INSTRUCTION:
Give the material once more, word for word, without any images.

─── MATERIAL FOR THIS EXERCISE ───

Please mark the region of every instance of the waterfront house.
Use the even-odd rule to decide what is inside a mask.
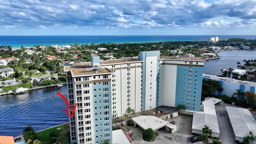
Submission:
[[[12,56],[9,58],[6,58],[6,62],[9,62],[10,61],[12,61],[14,60],[20,60],[20,59],[18,58],[15,58],[14,56]]]
[[[248,73],[248,72],[253,72],[256,70],[256,66],[244,66],[244,68],[247,73]]]
[[[36,79],[38,83],[42,83],[46,80],[51,80],[51,78],[46,76],[32,77],[30,78],[30,81],[31,83],[33,83],[34,82],[34,80]]]
[[[0,69],[0,76],[2,77],[8,77],[14,73],[12,68],[6,68]]]
[[[225,73],[227,73],[228,72],[228,70],[227,70],[226,69],[222,69],[222,76],[224,76],[224,77],[229,78],[233,78],[233,76],[234,75],[234,73],[236,73],[239,74],[240,76],[243,75],[244,74],[245,74],[246,73],[246,70],[242,70],[239,69],[237,68],[232,68],[233,70],[232,71],[232,72],[230,73],[230,74],[227,74],[226,76],[225,76]],[[240,76],[238,77],[238,78],[240,78]]]

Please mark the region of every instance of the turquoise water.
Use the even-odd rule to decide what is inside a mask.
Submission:
[[[174,41],[207,40],[210,37],[218,36],[220,40],[240,38],[255,39],[256,36],[0,36],[0,46],[20,48],[34,46],[65,46],[75,43],[81,45],[103,43],[125,43],[162,42]]]

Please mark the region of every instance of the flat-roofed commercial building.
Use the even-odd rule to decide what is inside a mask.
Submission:
[[[64,67],[70,112],[78,103],[70,118],[72,142],[112,142],[112,118],[122,116],[128,107],[136,112],[181,104],[200,111],[204,62],[153,51],[106,61],[93,55],[90,62]]]

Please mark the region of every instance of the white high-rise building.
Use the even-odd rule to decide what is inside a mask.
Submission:
[[[215,36],[215,37],[209,37],[208,40],[213,42],[216,42],[219,41],[219,37]]]
[[[159,51],[140,52],[138,57],[64,67],[71,112],[72,142],[111,143],[112,118],[128,107],[138,112],[178,104],[200,111],[204,59],[161,56]]]

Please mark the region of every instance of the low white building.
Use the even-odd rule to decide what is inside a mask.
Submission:
[[[2,77],[9,77],[14,73],[14,70],[12,68],[6,68],[0,69],[0,76]]]
[[[236,140],[242,142],[244,137],[252,132],[254,135],[256,135],[256,121],[247,108],[226,106],[233,131],[236,136]],[[254,144],[256,144],[254,141]]]
[[[170,124],[165,126],[165,130],[170,133],[172,133],[177,130],[177,126],[174,124]]]
[[[227,74],[226,76],[227,78],[232,78],[233,77],[233,76],[234,75],[234,73],[236,73],[242,76],[244,75],[244,74],[246,74],[246,70],[242,70],[242,69],[237,69],[237,68],[232,68],[233,70],[232,70],[232,72],[231,72],[230,73],[230,74]],[[225,71],[226,71],[225,72]],[[225,76],[225,73],[226,72],[228,72],[228,70],[227,70],[226,69],[222,69],[222,75]],[[238,78],[239,78],[240,77],[238,77]]]
[[[213,42],[216,42],[219,41],[219,37],[218,36],[215,36],[215,37],[209,37],[208,40]]]
[[[36,79],[38,83],[42,83],[46,80],[51,80],[52,78],[46,76],[40,76],[38,77],[31,77],[30,81],[31,83],[34,82],[34,80]]]
[[[99,50],[99,51],[106,50],[107,50],[107,48],[99,48],[98,49],[98,50]]]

───

FINISHED EXERCISE:
Please mark the region of every instance of the waterfront house.
Use the even-odd rule to decide what is inside a mask.
Submission:
[[[12,56],[9,58],[6,58],[6,62],[9,62],[10,61],[12,61],[14,60],[20,60],[20,59],[18,58],[15,58],[14,56]]]
[[[248,73],[248,72],[253,72],[256,70],[256,66],[244,66],[244,68],[247,73]]]
[[[36,79],[38,83],[42,83],[46,80],[51,80],[51,78],[46,76],[32,77],[30,78],[30,81],[31,83],[33,83],[34,82],[34,80]]]
[[[0,69],[0,76],[2,77],[8,77],[14,73],[12,68],[6,68]]]
[[[225,73],[227,73],[228,72],[228,70],[227,70],[226,69],[222,69],[222,76],[224,76],[224,77],[229,78],[233,78],[233,76],[234,75],[234,73],[236,73],[239,74],[240,76],[243,75],[244,74],[245,74],[246,73],[246,70],[242,70],[239,69],[237,68],[232,68],[233,70],[232,71],[232,72],[230,73],[230,74],[227,74],[226,76],[225,76]],[[240,76],[238,77],[238,78],[240,78]]]

Please mark the region of every instance of the turquoise water.
Use the even-odd rule to decide what is inside a mask.
Submission:
[[[174,41],[207,40],[210,37],[218,36],[220,40],[240,38],[255,39],[256,36],[0,36],[0,46],[20,48],[34,46],[65,46],[75,43],[81,45],[103,43],[125,43],[162,42]]]

Please mark the region of every instance of the flat-roofed commercial building.
Use the even-odd rule to decide what is inside a mask.
Submission:
[[[64,67],[70,112],[78,103],[70,118],[72,142],[112,142],[112,118],[122,116],[128,107],[136,112],[181,104],[200,111],[204,62],[153,51],[106,61],[93,55],[90,62]]]

Please mark the region of every instance of the white high-rise building.
Use the even-odd rule to decide what is inside a mask.
Submission:
[[[215,36],[215,37],[209,37],[208,40],[213,42],[216,42],[219,41],[219,37]]]
[[[159,51],[140,52],[138,57],[64,67],[71,112],[72,142],[111,143],[112,118],[128,107],[138,112],[178,104],[200,111],[204,59],[161,56]]]

Please mark the region of every instance of the low white building.
Use the even-odd rule to decide what is inside a mask.
Submission:
[[[2,77],[9,77],[14,73],[14,70],[12,68],[6,68],[0,69],[0,76]]]
[[[236,140],[242,142],[244,137],[252,132],[254,135],[256,135],[256,121],[247,108],[226,106],[233,131],[236,136]],[[254,144],[256,144],[254,141]]]
[[[170,124],[165,126],[165,130],[170,133],[172,133],[177,130],[177,126],[174,124]]]
[[[227,74],[226,76],[227,78],[232,78],[233,77],[233,76],[234,75],[234,73],[236,73],[242,76],[244,75],[244,74],[246,74],[246,70],[242,70],[242,69],[237,69],[237,68],[232,68],[233,70],[232,70],[232,72],[231,72],[230,73],[230,74]],[[225,71],[226,71],[225,72]],[[225,76],[225,73],[226,72],[228,72],[228,70],[227,70],[226,69],[222,69],[222,75]],[[238,78],[239,78],[240,77],[238,77]]]
[[[213,42],[216,42],[219,41],[219,37],[218,36],[215,36],[215,37],[209,37],[208,40]]]
[[[36,79],[38,83],[42,83],[46,80],[51,80],[52,78],[46,76],[40,76],[38,77],[31,77],[30,81],[31,83],[34,82],[34,80]]]
[[[99,50],[99,51],[106,50],[107,50],[107,48],[99,48],[98,49],[98,50]]]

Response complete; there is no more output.